PASAJE PROPORCIONADO.
--------------------

Tenía 17 años cuando leí por primera vez una novela suya, justo la mitad que él cuando la escribió. Estaba en el Instituto y la profesora nos dio a elegir entre La lluvia amarilla o Tiempo de silencio. El título de la segunda me pareció tremendamente triste y, gracias a esa elección, y a ese desconocido sacrificio, conocí a Julio Llamazares.
Nunca había oído hablar de él. Su nombre no estaba entre la colección de libros comprados en bloque que había en casa. No estaba junto con Antonio Machado, Lorca o Kafka. Me prestaron el ejemplar y, por primera vez, leí serena. Hasta entonces había leído queriendo llegar pronto al final para comenzar otra historia. Había pasado los renglones sin detenerme en las palabras. Pero con esta novela aprendí lo que era leer despacio, lento, «tan lento como el pasar de un buey sobre la nieve».
Por primera vez tomé conciencia y también consciencia de lo que era la soledad y la existencia; y una vez lo hube cerrado, ya podía decir que había llorado leyendo una novela.

--------------------

TAREAS POR REALIZAR.
1. Según el pasaje, ¿por qué se optó por La lluvia amarilla y no por Tiempo de silencio? Explíquelo en una o dos oraciones.
2. Sustituya en el pasaje "soledad" por "memoria" y reproduzca el fragmento que comienza en "Por primera vez tomé" y termina en "leyendo una novela.".

REGISTROS ALMACENADOS.
--------------------

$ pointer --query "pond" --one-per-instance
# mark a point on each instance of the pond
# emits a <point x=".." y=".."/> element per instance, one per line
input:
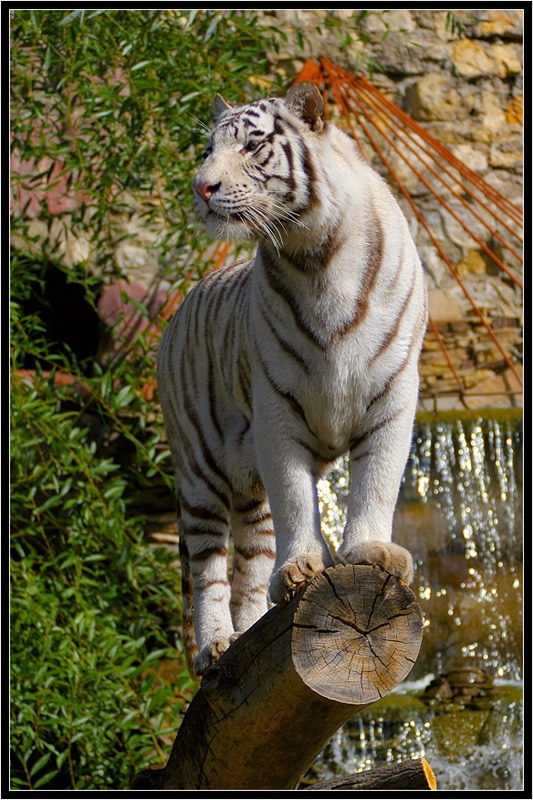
<point x="460" y="515"/>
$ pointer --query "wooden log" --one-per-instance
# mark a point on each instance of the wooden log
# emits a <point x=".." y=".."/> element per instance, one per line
<point x="273" y="701"/>
<point x="413" y="775"/>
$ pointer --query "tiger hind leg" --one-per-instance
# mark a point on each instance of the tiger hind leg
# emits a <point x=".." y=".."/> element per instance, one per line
<point x="253" y="560"/>
<point x="207" y="625"/>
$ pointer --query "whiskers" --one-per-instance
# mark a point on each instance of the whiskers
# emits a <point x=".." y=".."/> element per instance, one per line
<point x="260" y="218"/>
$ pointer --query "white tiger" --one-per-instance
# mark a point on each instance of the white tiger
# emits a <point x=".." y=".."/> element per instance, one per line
<point x="272" y="369"/>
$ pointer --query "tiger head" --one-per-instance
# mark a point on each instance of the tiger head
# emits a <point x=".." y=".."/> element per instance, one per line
<point x="257" y="177"/>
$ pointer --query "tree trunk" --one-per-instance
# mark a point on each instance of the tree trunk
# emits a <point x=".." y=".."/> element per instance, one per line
<point x="413" y="775"/>
<point x="273" y="701"/>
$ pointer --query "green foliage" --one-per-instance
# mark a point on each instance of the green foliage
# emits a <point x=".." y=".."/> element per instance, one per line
<point x="109" y="109"/>
<point x="104" y="106"/>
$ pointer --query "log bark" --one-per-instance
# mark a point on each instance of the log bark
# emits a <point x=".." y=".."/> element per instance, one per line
<point x="413" y="775"/>
<point x="273" y="701"/>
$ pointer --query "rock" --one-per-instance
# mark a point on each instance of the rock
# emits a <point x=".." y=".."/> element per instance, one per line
<point x="442" y="307"/>
<point x="434" y="98"/>
<point x="508" y="59"/>
<point x="471" y="60"/>
<point x="506" y="153"/>
<point x="474" y="158"/>
<point x="515" y="111"/>
<point x="501" y="23"/>
<point x="473" y="261"/>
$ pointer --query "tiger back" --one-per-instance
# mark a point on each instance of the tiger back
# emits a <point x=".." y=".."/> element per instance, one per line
<point x="274" y="368"/>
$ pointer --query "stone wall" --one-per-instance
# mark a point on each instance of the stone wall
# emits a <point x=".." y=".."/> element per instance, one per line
<point x="461" y="78"/>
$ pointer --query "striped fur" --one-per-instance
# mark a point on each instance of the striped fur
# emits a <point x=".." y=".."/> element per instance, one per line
<point x="273" y="368"/>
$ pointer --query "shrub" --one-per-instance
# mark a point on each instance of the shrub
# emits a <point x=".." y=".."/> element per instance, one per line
<point x="104" y="105"/>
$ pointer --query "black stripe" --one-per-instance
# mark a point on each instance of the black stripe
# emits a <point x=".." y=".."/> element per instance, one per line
<point x="271" y="272"/>
<point x="288" y="396"/>
<point x="195" y="468"/>
<point x="358" y="440"/>
<point x="208" y="552"/>
<point x="375" y="256"/>
<point x="391" y="334"/>
<point x="252" y="551"/>
<point x="285" y="346"/>
<point x="201" y="512"/>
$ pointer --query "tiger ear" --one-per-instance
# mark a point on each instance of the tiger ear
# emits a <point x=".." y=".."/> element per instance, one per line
<point x="305" y="101"/>
<point x="221" y="106"/>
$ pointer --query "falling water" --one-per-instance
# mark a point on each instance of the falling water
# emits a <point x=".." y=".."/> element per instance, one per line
<point x="459" y="513"/>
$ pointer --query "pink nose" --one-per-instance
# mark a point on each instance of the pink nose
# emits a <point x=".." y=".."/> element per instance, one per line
<point x="205" y="190"/>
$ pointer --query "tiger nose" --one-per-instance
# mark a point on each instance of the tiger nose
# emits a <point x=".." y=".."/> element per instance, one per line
<point x="205" y="190"/>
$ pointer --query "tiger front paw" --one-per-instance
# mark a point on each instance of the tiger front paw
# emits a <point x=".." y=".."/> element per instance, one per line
<point x="294" y="574"/>
<point x="212" y="652"/>
<point x="391" y="557"/>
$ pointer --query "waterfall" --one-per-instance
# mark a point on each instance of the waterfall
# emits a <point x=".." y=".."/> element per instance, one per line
<point x="460" y="515"/>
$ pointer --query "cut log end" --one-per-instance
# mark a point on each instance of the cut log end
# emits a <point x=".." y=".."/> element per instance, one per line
<point x="415" y="774"/>
<point x="278" y="694"/>
<point x="356" y="634"/>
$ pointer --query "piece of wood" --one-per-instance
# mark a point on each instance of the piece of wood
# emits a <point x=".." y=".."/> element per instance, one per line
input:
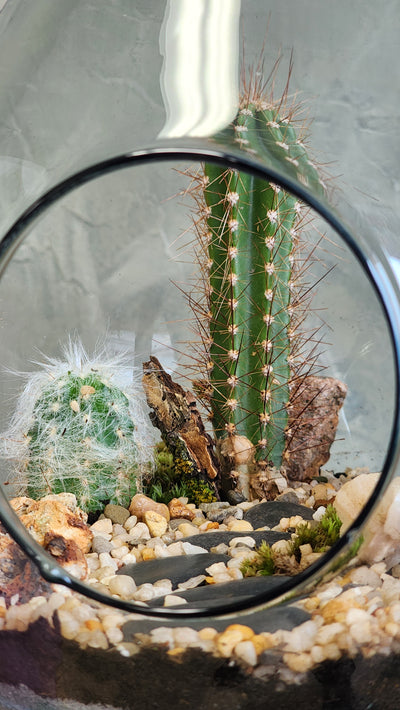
<point x="175" y="414"/>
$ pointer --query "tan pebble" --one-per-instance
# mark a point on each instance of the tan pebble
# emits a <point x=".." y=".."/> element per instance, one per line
<point x="239" y="526"/>
<point x="317" y="654"/>
<point x="173" y="600"/>
<point x="98" y="640"/>
<point x="112" y="620"/>
<point x="130" y="522"/>
<point x="361" y="633"/>
<point x="185" y="636"/>
<point x="336" y="610"/>
<point x="328" y="632"/>
<point x="207" y="634"/>
<point x="212" y="525"/>
<point x="332" y="652"/>
<point x="120" y="552"/>
<point x="311" y="603"/>
<point x="392" y="629"/>
<point x="176" y="652"/>
<point x="177" y="509"/>
<point x="93" y="624"/>
<point x="157" y="524"/>
<point x="246" y="631"/>
<point x="163" y="635"/>
<point x="260" y="643"/>
<point x="114" y="636"/>
<point x="141" y="503"/>
<point x="227" y="641"/>
<point x="299" y="662"/>
<point x="246" y="652"/>
<point x="103" y="525"/>
<point x="187" y="529"/>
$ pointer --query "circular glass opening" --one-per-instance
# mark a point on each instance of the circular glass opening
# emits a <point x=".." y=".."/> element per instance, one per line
<point x="202" y="339"/>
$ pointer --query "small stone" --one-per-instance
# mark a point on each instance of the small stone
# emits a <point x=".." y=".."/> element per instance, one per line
<point x="139" y="532"/>
<point x="99" y="544"/>
<point x="178" y="510"/>
<point x="298" y="662"/>
<point x="116" y="513"/>
<point x="173" y="600"/>
<point x="140" y="503"/>
<point x="123" y="586"/>
<point x="103" y="525"/>
<point x="245" y="540"/>
<point x="246" y="652"/>
<point x="156" y="523"/>
<point x="130" y="522"/>
<point x="187" y="529"/>
<point x="240" y="526"/>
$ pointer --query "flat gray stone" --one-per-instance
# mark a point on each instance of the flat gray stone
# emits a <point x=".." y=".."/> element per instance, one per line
<point x="271" y="512"/>
<point x="214" y="538"/>
<point x="177" y="568"/>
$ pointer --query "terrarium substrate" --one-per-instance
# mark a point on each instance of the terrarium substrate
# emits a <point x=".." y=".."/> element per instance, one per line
<point x="337" y="647"/>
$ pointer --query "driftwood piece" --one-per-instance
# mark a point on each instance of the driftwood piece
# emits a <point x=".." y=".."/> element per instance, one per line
<point x="313" y="419"/>
<point x="175" y="414"/>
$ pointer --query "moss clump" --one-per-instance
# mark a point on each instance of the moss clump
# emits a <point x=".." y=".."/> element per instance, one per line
<point x="261" y="565"/>
<point x="321" y="536"/>
<point x="173" y="478"/>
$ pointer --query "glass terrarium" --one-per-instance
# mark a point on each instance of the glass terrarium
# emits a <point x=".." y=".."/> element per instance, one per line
<point x="199" y="355"/>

--------------------

SOLUCIONES DEL EJERCICIO.
1. Se eligió La lluvia amarilla porque el título de la otra novela, Tiempo de silencio, pareció tremendamente triste.

2.
Por primera vez tomé conciencia y también consciencia de lo que era la memoria y la existencia; y una vez lo hube cerrado, ya podía decir que había llorado leyendo una novela.